Aim of the task
Duplicate every line of the data below exactly as it appears, leaving the pictures out of your copy.

Data listing
#####

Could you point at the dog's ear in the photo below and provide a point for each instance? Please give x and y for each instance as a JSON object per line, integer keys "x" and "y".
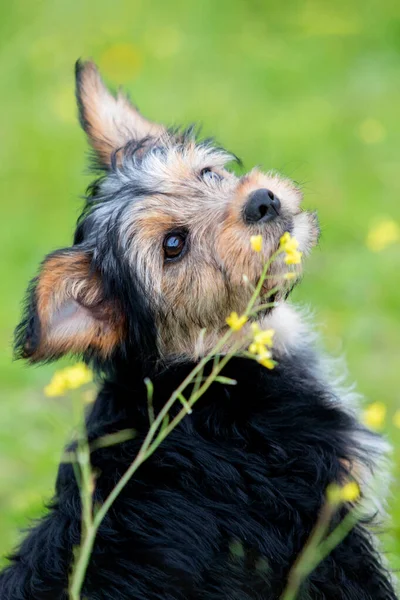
{"x": 109, "y": 121}
{"x": 66, "y": 311}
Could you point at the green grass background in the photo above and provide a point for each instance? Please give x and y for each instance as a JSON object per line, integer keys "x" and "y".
{"x": 310, "y": 88}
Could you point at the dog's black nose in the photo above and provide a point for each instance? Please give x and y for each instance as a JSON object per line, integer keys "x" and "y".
{"x": 262, "y": 206}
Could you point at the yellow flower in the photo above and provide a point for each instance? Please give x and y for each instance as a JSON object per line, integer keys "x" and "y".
{"x": 235, "y": 322}
{"x": 382, "y": 235}
{"x": 290, "y": 245}
{"x": 351, "y": 492}
{"x": 375, "y": 415}
{"x": 336, "y": 494}
{"x": 289, "y": 276}
{"x": 396, "y": 419}
{"x": 261, "y": 344}
{"x": 256, "y": 243}
{"x": 69, "y": 378}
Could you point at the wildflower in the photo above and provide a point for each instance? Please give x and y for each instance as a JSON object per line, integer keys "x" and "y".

#####

Result for this exercise
Could you point at the dog's ear in the photo below and provide a point for each instance? Please give x and y for each instance as a JSON object per line, integer keys "x" and "y".
{"x": 109, "y": 121}
{"x": 66, "y": 311}
Could you point at the green grass background in the photo above and provide a point for each instance? Please give x and y for each instance as a JSON object per line, integer keys "x" and "y".
{"x": 310, "y": 88}
Could you point at the dog's black nose in the photo above and provide a point for each instance? Please give x and y for each instance as a JSON object per line, integer keys "x" and "y".
{"x": 262, "y": 206}
Could you point at the yellow flower in the photo above and provide a point for each instance? Please give x and y for each instance as a JSON object per line, integer keys "x" and "y".
{"x": 235, "y": 322}
{"x": 382, "y": 235}
{"x": 290, "y": 245}
{"x": 351, "y": 492}
{"x": 375, "y": 415}
{"x": 336, "y": 494}
{"x": 289, "y": 276}
{"x": 396, "y": 419}
{"x": 261, "y": 344}
{"x": 256, "y": 243}
{"x": 69, "y": 378}
Could you point at the wildflower in the photo above and provide a point for each instance? Please give x and y for each instance as a JSON object per line, integer keys "x" and "y".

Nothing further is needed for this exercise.